AIM: Print the lines of the listing below without any change, starting with the line containing "Practice step: find the red t-shirt" and continuing through the last line of the listing.

────────────────────

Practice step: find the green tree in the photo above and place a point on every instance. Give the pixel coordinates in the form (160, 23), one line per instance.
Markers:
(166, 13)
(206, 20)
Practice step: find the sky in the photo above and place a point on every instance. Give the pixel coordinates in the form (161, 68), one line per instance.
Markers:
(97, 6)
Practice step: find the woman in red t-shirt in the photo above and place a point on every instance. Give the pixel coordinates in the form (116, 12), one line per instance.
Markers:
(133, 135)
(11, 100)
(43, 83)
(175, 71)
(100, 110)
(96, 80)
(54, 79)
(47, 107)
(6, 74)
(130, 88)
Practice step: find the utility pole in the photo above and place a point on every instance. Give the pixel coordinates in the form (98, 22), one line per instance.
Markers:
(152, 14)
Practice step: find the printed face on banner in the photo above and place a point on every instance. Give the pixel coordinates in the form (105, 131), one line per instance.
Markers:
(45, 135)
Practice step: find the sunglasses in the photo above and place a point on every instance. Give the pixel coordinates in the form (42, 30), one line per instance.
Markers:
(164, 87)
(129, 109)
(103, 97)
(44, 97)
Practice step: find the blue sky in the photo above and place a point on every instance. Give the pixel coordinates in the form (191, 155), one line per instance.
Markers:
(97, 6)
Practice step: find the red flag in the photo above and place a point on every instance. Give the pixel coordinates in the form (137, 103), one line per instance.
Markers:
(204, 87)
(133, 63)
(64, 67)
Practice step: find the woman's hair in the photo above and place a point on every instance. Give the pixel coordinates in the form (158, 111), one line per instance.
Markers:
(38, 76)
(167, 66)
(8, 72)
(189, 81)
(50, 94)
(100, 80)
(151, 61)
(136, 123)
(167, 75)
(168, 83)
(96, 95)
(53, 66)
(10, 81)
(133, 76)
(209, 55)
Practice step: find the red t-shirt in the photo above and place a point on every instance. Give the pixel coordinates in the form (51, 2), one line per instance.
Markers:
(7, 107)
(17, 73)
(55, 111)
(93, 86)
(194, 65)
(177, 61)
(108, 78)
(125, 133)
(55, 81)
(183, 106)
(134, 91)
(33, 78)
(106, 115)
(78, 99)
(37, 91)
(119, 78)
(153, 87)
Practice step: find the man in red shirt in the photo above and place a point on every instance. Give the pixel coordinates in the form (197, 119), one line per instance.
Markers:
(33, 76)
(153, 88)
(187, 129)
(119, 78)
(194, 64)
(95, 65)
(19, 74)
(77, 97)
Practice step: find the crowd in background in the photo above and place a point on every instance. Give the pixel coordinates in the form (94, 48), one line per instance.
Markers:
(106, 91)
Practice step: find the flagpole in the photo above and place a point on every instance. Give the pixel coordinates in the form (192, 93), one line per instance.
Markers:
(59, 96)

────────────────────

FINAL RESULT:
Practice step: find the red t-shirt in the photo above and place a point on every instance. Give the pixel coordinates in the form (51, 2), one line per instance.
Markers:
(7, 107)
(17, 73)
(55, 111)
(93, 86)
(194, 65)
(177, 61)
(108, 78)
(125, 133)
(55, 81)
(183, 106)
(134, 91)
(33, 78)
(106, 115)
(78, 99)
(37, 91)
(119, 78)
(153, 87)
Practice step: find the man in red shirt in the photo above and place a point on every instance. Give the pixel coordinates in the form (197, 119), one line per instance.
Markers:
(33, 76)
(153, 88)
(187, 129)
(119, 78)
(194, 64)
(95, 65)
(19, 74)
(77, 97)
Practice step: find the crowd in background in the photo above and place a point on every instance. Give the pixel coordinates in the form (94, 48), one line per instance.
Markers:
(106, 91)
Practice step: find the flagpole in the photo above and place a point on every instance. Give the pixel coordinates in the form (192, 93), one line per instance.
Markers:
(59, 96)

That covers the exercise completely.